◆ Texto proporcionado

===============

Prefiero al que tartamudea, me dijo una vez Nadia después de escuchar la voz temblorosa de alguien que intervenía en público, que el que habla como fan de la fórmula, como mago de las recetas, como experto en manual de instrucciones. Por eso Nadia no escribe para protegerse del estupor sino que hace de la escritura el lugar de un titubeo, de una comprensión oblicua, de un sentido austero. Experimento sin verdad, porque lo que se arriesga no es la veracidad de los enunciados sino el propio modo de existir.

El libro que Nadia escribe se parece entonces a eso que queda una vez que ha estallado la máquina del sentido unívoco: resortes, bisagras, piezas sueltas, no para que nosotros, sus lectores, reconstruyamos su funcionamiento sino para que aprendamos a movernos entre sus escombros.

¿De qué lado está el pensamiento? ¿De qué lado se escribe?, se pregunta insistentemente Nadia en su libro, cito algunos fragmentos:

“Nada nos pertenece cuando escribimos, solo la incertidumbre”

“Mantenerse en el vaivén de las mareas, de la resaca. Pensar es, como el poema, esa incomodidad”

“El poema es el primer lenguaje que nos hace balbucear”

“Escribir no es un puente unido por dos orillas sino estar sin orillas, a la intemperie”

No se escribe, no se piensa, para “decir lo que sabemos que es bueno decir”, para coincidir apaciblemente con el horizonte crítico de una época o para madurar allí nuestras certezas. Eso Nadia parece dejárselo a quienes prefieren replegarse en fórmulas tranquilizadoras, a los que quieren hacer del mundo algo a la medida de sus propias expectativas, de su propia imagen. El poema no tiene ministerios, no legisla, no hace pedagogía, no milita, no promete sino que abre un hueco en el cuerpo del pensamiento, en nuestro propio cuerpo, para que quepa allí la angustia, la inquietud, la incomodidad, la incertidumbre, el balbuceo, el pasmo o la duda, es decir, el deseo.

===============

◆ Requisitos del ejercicio
[1] Traduce al inglés esta oración del texto sobre la escritura de Nadia: "Por eso Nadia no escribe para protegerse del estupor sino que hace de la escritura el lugar de un titubeo, de una comprensión oblicua, de un sentido austero."
[2] Transcribe literalmente un fragmento del texto sobre la escritura de Nadia: empieza en las palabras que contienen "Prefiero al que" y detente después de "entre sus escombros.".
Los ítems provienen de una fuente distinta a la del texto sobre la escritura de Nadia.

===============

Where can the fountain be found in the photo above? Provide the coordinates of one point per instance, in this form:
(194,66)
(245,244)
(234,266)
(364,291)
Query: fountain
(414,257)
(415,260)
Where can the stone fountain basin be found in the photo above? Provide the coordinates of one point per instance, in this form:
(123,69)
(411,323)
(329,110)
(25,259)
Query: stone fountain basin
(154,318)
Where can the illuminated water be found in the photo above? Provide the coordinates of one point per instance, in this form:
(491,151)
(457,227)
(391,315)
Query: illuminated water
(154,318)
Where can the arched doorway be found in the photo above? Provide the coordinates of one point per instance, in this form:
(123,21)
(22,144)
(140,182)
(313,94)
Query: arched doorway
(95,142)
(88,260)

===============

◆ Soluciones en orden
[1] That is why Nadia does not write to shield against astonishment but instead makes writing the site of a hesitation, of an oblique understanding, of an austere meaning.

[2]
Prefiero al que tartamudea, me dijo una vez Nadia después de escuchar la voz temblorosa de alguien que intervenía en público, que el que habla como fan de la fórmula, como mago de las recetas, como experto en manual de instrucciones. Por eso Nadia no escribe para protegerse del estupor sino que hace de la escritura el lugar de un titubeo, de una comprensión oblicua, de un sentido austero. Experimento sin verdad, porque lo que se arriesga no es la veracidad de los enunciados sino el propio modo de existir.

El libro que Nadia escribe se parece entonces a eso que queda una vez que ha estallado la máquina del sentido unívoco: resortes, bisagras, piezas sueltas, no para que nosotros, sus lectores, reconstruyamos su funcionamiento sino para que aprendamos a movernos entre sus escombros.